> WHAT IS EXPECTED
Return the line containing "Spot the windmill and" and all lines after it exactly; stop at the end of the material.
-- Start of GIVEN DATA --
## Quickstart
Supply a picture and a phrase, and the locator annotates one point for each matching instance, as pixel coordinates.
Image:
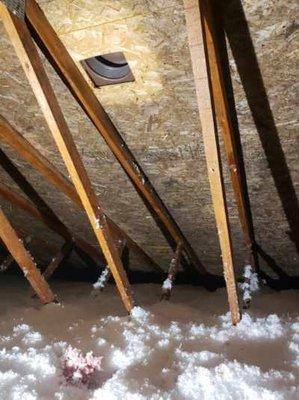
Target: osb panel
(158, 117)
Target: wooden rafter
(41, 210)
(68, 70)
(38, 79)
(209, 132)
(25, 149)
(223, 115)
(9, 259)
(105, 275)
(16, 248)
(62, 254)
(172, 272)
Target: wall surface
(158, 117)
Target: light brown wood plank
(209, 132)
(25, 149)
(94, 110)
(16, 248)
(223, 115)
(34, 70)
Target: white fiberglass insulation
(182, 349)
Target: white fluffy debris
(250, 284)
(78, 369)
(183, 351)
(103, 278)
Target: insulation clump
(78, 369)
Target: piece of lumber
(220, 100)
(9, 259)
(38, 79)
(73, 78)
(105, 274)
(16, 248)
(24, 148)
(212, 153)
(48, 215)
(172, 272)
(21, 202)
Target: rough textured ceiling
(158, 117)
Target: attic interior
(149, 227)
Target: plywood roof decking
(158, 117)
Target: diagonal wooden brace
(38, 79)
(172, 272)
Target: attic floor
(182, 349)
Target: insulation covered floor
(182, 349)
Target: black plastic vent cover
(108, 69)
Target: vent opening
(108, 69)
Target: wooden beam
(41, 210)
(223, 115)
(94, 110)
(105, 274)
(209, 132)
(48, 216)
(16, 248)
(172, 272)
(38, 79)
(9, 259)
(63, 253)
(25, 149)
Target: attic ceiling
(157, 115)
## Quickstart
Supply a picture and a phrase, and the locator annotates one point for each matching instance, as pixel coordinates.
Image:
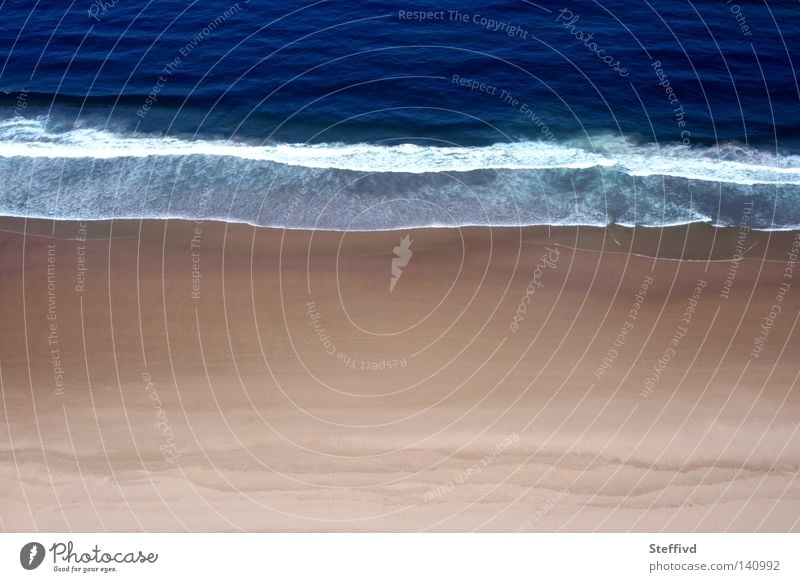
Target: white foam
(31, 139)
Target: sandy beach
(173, 376)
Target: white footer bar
(400, 557)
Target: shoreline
(280, 378)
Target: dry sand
(291, 390)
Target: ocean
(378, 116)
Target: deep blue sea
(379, 115)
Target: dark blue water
(457, 113)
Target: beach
(171, 375)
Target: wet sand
(171, 376)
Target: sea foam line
(29, 139)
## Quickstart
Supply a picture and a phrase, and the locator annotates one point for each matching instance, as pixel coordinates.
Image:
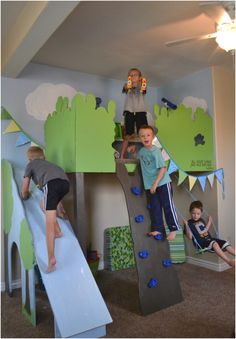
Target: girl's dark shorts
(54, 191)
(209, 244)
(132, 119)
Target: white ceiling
(109, 37)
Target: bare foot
(231, 263)
(153, 233)
(51, 265)
(62, 215)
(58, 234)
(171, 235)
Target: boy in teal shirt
(157, 180)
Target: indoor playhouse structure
(79, 138)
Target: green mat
(119, 248)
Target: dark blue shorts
(162, 200)
(132, 119)
(54, 191)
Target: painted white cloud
(42, 100)
(194, 103)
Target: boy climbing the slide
(54, 183)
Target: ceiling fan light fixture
(226, 36)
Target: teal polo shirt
(151, 161)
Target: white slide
(78, 307)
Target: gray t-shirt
(134, 101)
(42, 171)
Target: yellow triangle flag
(12, 127)
(182, 176)
(34, 144)
(192, 181)
(210, 177)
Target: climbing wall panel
(158, 282)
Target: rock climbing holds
(158, 237)
(152, 283)
(167, 262)
(143, 254)
(136, 190)
(139, 218)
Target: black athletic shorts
(132, 119)
(54, 191)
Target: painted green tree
(188, 141)
(79, 137)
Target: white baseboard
(208, 264)
(15, 284)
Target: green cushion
(119, 248)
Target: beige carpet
(206, 312)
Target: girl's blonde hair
(135, 69)
(35, 152)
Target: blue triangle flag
(202, 180)
(172, 167)
(219, 175)
(22, 140)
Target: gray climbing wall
(166, 289)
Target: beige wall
(224, 124)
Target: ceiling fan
(223, 13)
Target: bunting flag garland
(192, 181)
(172, 167)
(219, 175)
(202, 180)
(210, 177)
(182, 176)
(22, 140)
(34, 144)
(12, 128)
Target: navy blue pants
(162, 200)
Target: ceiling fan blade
(216, 11)
(193, 38)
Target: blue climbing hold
(158, 237)
(139, 218)
(152, 283)
(143, 254)
(167, 262)
(136, 190)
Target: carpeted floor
(206, 312)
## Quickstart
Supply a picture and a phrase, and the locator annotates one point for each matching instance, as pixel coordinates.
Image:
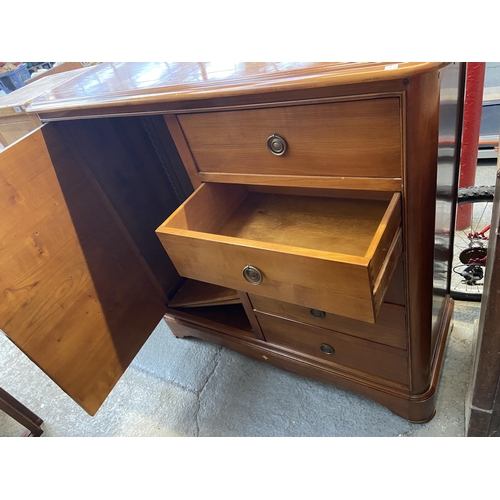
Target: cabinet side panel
(74, 295)
(123, 160)
(422, 113)
(450, 129)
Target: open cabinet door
(75, 295)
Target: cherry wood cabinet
(297, 213)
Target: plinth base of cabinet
(416, 409)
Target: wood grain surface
(389, 329)
(75, 298)
(213, 236)
(350, 351)
(360, 138)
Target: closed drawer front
(389, 328)
(349, 352)
(360, 138)
(333, 254)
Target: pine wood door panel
(76, 299)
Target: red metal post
(474, 86)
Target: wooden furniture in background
(12, 407)
(311, 203)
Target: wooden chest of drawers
(296, 221)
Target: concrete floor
(187, 387)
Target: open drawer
(306, 247)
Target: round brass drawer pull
(276, 145)
(327, 349)
(252, 275)
(317, 313)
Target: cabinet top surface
(114, 85)
(16, 102)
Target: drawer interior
(307, 244)
(326, 223)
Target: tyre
(471, 242)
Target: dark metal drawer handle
(317, 313)
(276, 145)
(252, 275)
(327, 349)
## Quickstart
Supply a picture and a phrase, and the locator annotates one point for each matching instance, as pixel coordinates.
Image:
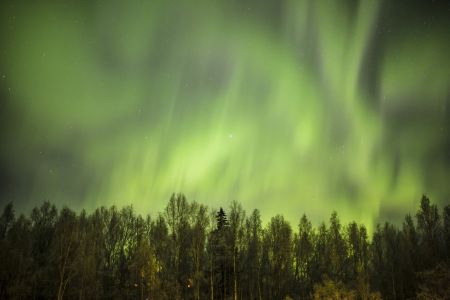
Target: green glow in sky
(289, 106)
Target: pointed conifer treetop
(221, 218)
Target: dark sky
(287, 106)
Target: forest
(189, 251)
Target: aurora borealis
(287, 106)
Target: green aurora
(288, 106)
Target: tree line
(191, 252)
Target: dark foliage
(187, 252)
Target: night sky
(287, 106)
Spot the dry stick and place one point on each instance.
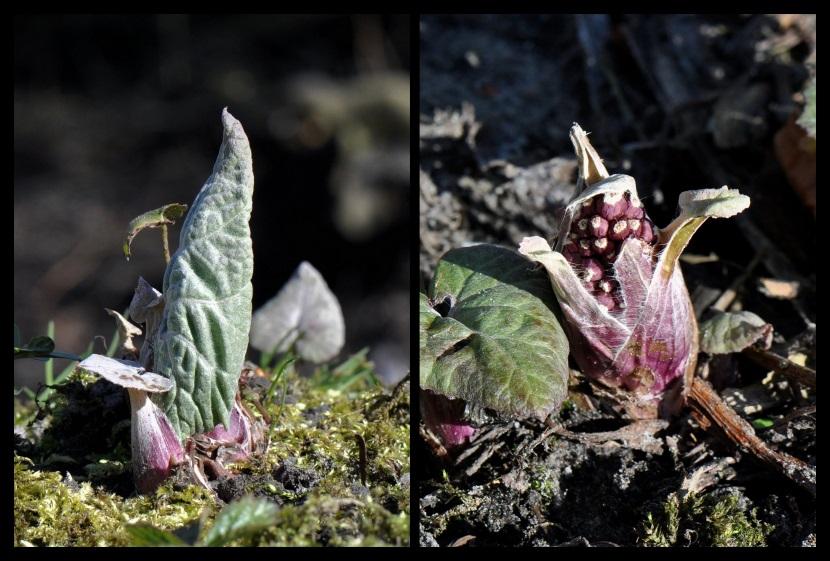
(708, 408)
(792, 371)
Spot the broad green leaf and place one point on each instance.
(144, 534)
(168, 214)
(733, 332)
(488, 333)
(38, 346)
(241, 518)
(305, 314)
(203, 336)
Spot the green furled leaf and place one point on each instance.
(733, 332)
(242, 518)
(144, 534)
(489, 335)
(807, 121)
(168, 214)
(203, 336)
(39, 346)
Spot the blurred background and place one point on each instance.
(115, 115)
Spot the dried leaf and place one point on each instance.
(304, 314)
(729, 332)
(168, 214)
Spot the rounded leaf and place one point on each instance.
(488, 334)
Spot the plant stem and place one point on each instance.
(165, 245)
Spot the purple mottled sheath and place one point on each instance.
(631, 325)
(156, 448)
(443, 416)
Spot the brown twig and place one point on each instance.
(709, 409)
(792, 371)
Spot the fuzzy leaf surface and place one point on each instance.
(203, 336)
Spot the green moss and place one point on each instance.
(315, 428)
(704, 521)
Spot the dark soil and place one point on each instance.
(679, 102)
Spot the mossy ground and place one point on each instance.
(705, 521)
(311, 468)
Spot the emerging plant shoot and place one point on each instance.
(629, 319)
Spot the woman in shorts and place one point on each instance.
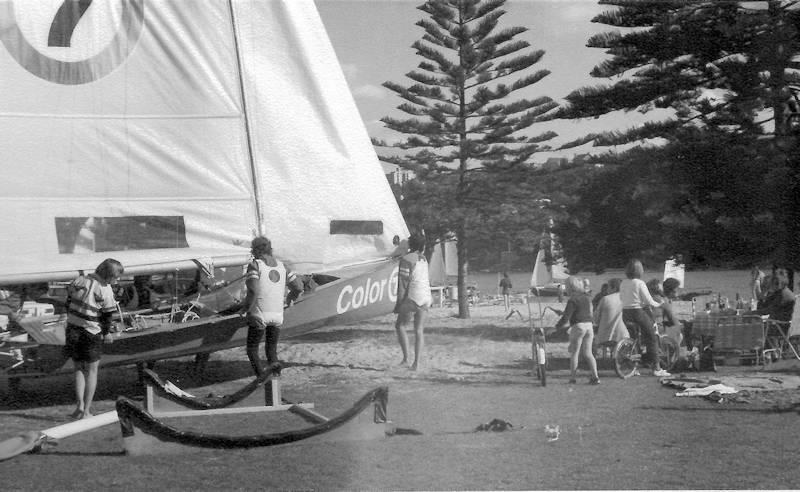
(90, 304)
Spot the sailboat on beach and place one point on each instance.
(166, 134)
(549, 269)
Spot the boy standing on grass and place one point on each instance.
(578, 314)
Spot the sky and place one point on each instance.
(372, 39)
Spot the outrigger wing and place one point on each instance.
(143, 434)
(168, 390)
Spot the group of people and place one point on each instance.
(772, 293)
(620, 303)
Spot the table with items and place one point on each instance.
(728, 332)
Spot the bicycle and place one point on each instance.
(538, 345)
(628, 352)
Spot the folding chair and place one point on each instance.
(740, 335)
(779, 334)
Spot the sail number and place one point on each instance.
(65, 21)
(42, 36)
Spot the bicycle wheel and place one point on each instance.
(626, 357)
(668, 353)
(540, 362)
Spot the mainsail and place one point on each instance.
(162, 131)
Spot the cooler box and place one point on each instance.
(31, 308)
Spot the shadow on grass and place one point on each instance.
(728, 407)
(119, 381)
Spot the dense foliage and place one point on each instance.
(464, 138)
(722, 191)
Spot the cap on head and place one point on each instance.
(261, 246)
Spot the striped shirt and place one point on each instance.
(270, 287)
(90, 304)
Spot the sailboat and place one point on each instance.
(549, 271)
(166, 134)
(443, 266)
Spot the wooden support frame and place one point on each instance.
(159, 405)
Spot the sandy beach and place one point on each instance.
(622, 434)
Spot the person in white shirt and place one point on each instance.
(413, 297)
(635, 300)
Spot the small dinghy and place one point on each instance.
(170, 391)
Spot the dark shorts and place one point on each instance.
(82, 346)
(256, 329)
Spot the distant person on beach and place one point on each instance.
(413, 297)
(672, 327)
(757, 284)
(266, 281)
(608, 316)
(603, 292)
(779, 304)
(636, 302)
(578, 315)
(505, 286)
(90, 304)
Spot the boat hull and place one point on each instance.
(367, 295)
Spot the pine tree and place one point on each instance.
(726, 69)
(462, 133)
(715, 63)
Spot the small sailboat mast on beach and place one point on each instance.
(549, 269)
(166, 134)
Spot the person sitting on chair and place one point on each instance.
(779, 304)
(608, 317)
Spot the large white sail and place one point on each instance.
(158, 131)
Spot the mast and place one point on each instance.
(250, 155)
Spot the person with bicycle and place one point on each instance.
(578, 314)
(636, 312)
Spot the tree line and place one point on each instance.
(719, 188)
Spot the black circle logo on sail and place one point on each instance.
(59, 34)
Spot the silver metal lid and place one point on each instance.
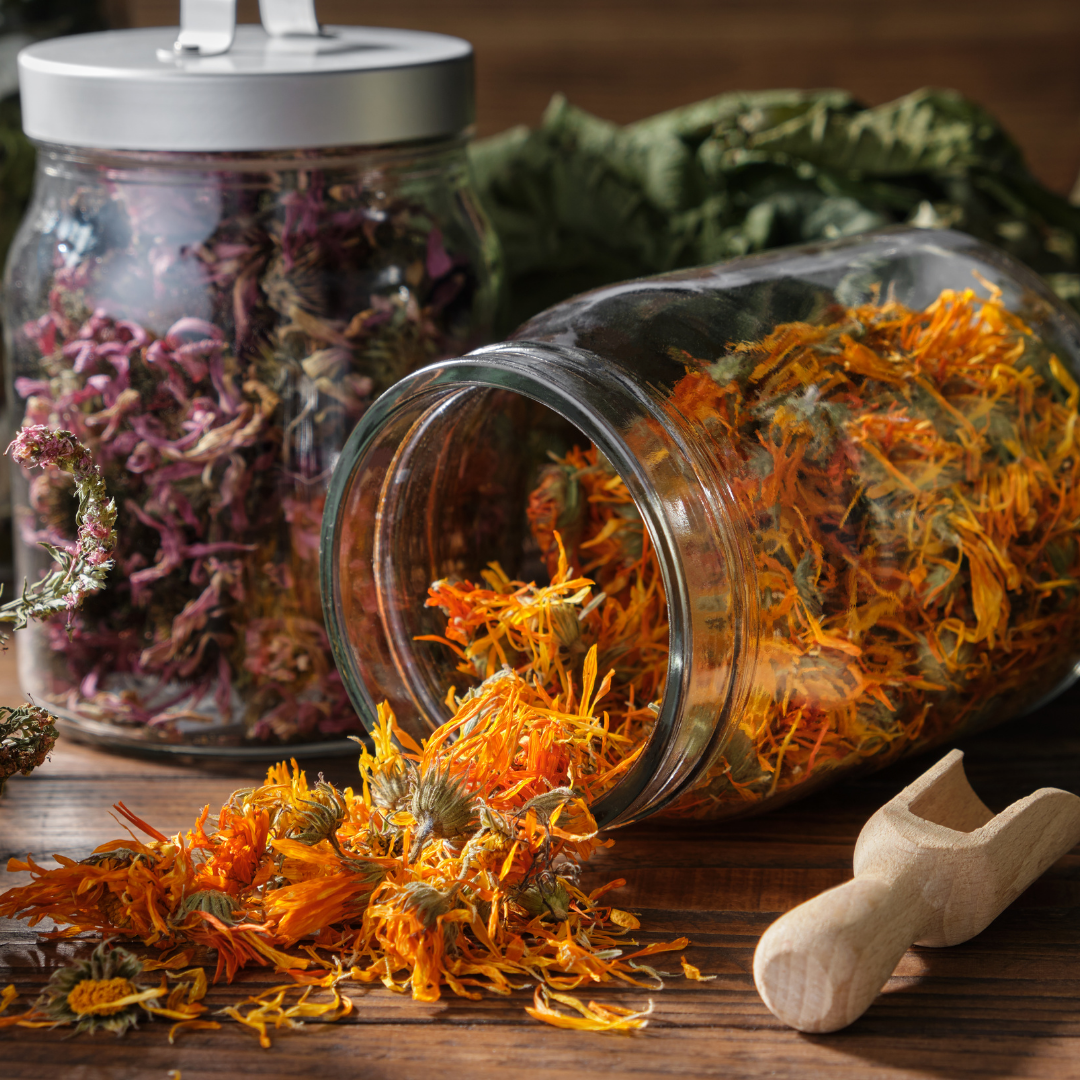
(349, 85)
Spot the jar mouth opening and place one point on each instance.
(434, 483)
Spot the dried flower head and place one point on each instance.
(83, 571)
(27, 734)
(428, 902)
(213, 902)
(392, 788)
(545, 896)
(97, 993)
(442, 808)
(324, 815)
(119, 856)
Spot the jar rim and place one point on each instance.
(676, 751)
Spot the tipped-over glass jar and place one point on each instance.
(827, 500)
(226, 260)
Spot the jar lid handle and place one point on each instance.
(208, 26)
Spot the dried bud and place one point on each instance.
(27, 734)
(122, 856)
(325, 814)
(392, 791)
(544, 806)
(212, 901)
(429, 902)
(566, 626)
(96, 993)
(547, 896)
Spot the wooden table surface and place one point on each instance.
(1004, 1004)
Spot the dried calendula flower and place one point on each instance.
(213, 902)
(322, 815)
(442, 808)
(547, 896)
(392, 788)
(429, 902)
(99, 993)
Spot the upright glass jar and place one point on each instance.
(852, 468)
(226, 259)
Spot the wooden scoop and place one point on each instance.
(933, 866)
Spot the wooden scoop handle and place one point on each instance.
(819, 967)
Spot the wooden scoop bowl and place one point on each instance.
(933, 866)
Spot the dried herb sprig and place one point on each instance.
(98, 993)
(83, 570)
(27, 733)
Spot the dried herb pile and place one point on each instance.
(908, 483)
(315, 288)
(455, 865)
(580, 202)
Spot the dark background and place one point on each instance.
(624, 59)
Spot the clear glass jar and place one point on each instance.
(856, 466)
(212, 325)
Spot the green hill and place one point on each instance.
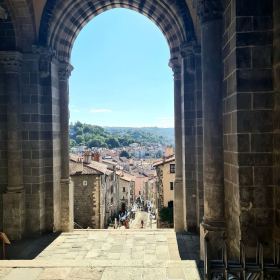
(166, 133)
(96, 136)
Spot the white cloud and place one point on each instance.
(164, 118)
(165, 121)
(100, 110)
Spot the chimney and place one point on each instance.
(96, 157)
(169, 151)
(79, 165)
(87, 157)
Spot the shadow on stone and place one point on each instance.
(189, 249)
(28, 249)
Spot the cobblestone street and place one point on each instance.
(108, 254)
(148, 224)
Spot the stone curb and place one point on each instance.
(96, 263)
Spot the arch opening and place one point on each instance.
(69, 17)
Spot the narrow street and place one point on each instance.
(148, 224)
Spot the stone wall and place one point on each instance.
(198, 138)
(276, 65)
(248, 122)
(3, 143)
(87, 200)
(32, 100)
(188, 140)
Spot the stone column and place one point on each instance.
(213, 225)
(14, 199)
(179, 194)
(187, 60)
(67, 191)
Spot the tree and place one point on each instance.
(79, 131)
(112, 143)
(72, 143)
(124, 154)
(94, 143)
(159, 154)
(79, 139)
(166, 215)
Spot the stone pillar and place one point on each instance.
(179, 194)
(14, 199)
(67, 191)
(187, 60)
(213, 225)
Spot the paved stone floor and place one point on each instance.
(108, 254)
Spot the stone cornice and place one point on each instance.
(3, 13)
(64, 70)
(45, 54)
(176, 68)
(208, 10)
(187, 53)
(11, 61)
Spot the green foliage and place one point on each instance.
(79, 139)
(72, 143)
(112, 142)
(158, 154)
(96, 136)
(124, 154)
(145, 134)
(166, 215)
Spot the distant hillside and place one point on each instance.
(96, 136)
(166, 133)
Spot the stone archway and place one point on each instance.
(58, 33)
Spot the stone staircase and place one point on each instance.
(108, 254)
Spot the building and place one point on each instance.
(89, 180)
(134, 145)
(126, 190)
(165, 169)
(226, 65)
(150, 192)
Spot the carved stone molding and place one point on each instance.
(64, 71)
(3, 13)
(209, 10)
(11, 61)
(46, 55)
(176, 68)
(187, 52)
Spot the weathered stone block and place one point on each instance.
(14, 215)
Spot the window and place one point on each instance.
(172, 168)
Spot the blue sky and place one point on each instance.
(121, 75)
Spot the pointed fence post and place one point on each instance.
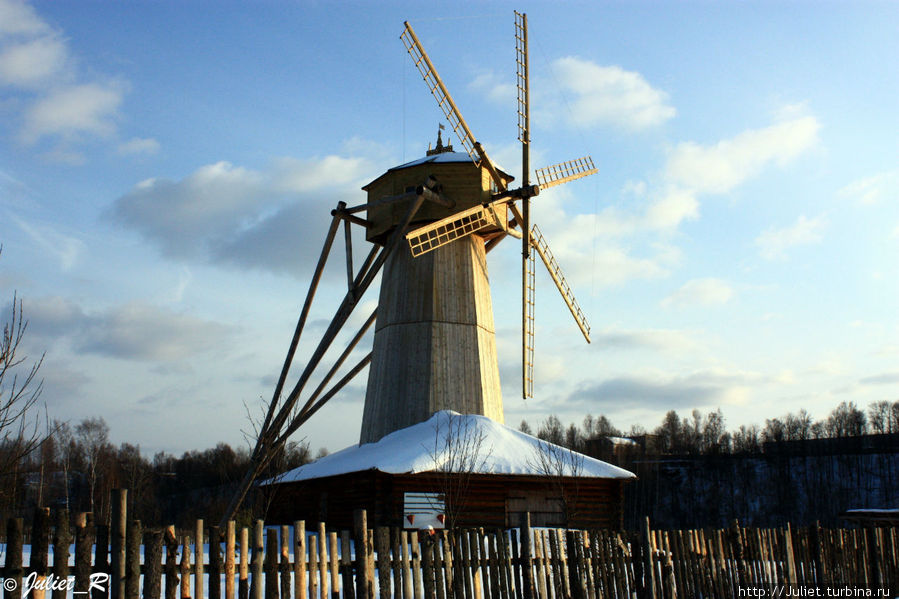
(152, 564)
(256, 582)
(132, 560)
(101, 560)
(649, 578)
(365, 578)
(200, 554)
(84, 540)
(119, 528)
(13, 570)
(40, 546)
(230, 545)
(171, 563)
(62, 540)
(526, 554)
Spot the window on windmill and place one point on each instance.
(424, 510)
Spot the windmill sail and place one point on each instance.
(539, 244)
(527, 372)
(430, 237)
(446, 104)
(564, 172)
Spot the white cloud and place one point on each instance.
(139, 145)
(133, 331)
(69, 112)
(57, 102)
(700, 292)
(666, 340)
(723, 166)
(774, 242)
(19, 18)
(33, 63)
(613, 266)
(671, 208)
(882, 187)
(65, 248)
(611, 95)
(251, 218)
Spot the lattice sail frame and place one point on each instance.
(539, 244)
(430, 237)
(564, 172)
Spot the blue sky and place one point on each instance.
(167, 171)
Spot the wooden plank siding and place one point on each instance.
(434, 347)
(595, 502)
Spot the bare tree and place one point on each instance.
(20, 390)
(458, 452)
(93, 438)
(562, 467)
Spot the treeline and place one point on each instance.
(699, 434)
(76, 466)
(693, 472)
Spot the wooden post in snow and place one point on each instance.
(119, 527)
(13, 570)
(365, 576)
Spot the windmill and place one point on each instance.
(479, 218)
(434, 345)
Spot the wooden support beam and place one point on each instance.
(346, 352)
(269, 434)
(348, 238)
(301, 323)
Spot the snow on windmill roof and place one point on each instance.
(423, 447)
(443, 157)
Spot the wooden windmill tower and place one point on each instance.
(434, 345)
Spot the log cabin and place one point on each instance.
(453, 470)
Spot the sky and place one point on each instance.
(167, 172)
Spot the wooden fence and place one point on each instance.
(284, 562)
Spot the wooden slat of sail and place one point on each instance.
(439, 91)
(530, 298)
(437, 234)
(447, 105)
(539, 244)
(564, 172)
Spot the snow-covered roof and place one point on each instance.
(449, 442)
(444, 157)
(621, 441)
-- End of GIVEN DATA --
> WRITTEN RESPONSE
Spot the windmill and place one point on each instance.
(479, 218)
(434, 345)
Spot the wooden support beam and place one point on each instance.
(346, 352)
(269, 434)
(348, 238)
(301, 323)
Spot the snow on windmill roof and place one point on each instance.
(423, 447)
(443, 157)
Spot the wooden windmill tower and place one point on each instance.
(434, 345)
Spot the log cabin and place one point on each instance.
(453, 470)
Spot the sky and place one point on each instance.
(167, 172)
Spot the wooden fence and place one point on each instance.
(284, 562)
Spot the wooden slat of sail and place one point on each instance.
(439, 91)
(530, 298)
(437, 234)
(447, 105)
(539, 244)
(564, 172)
Spot the snow-covered roof and place one point on each instance.
(449, 442)
(444, 157)
(621, 441)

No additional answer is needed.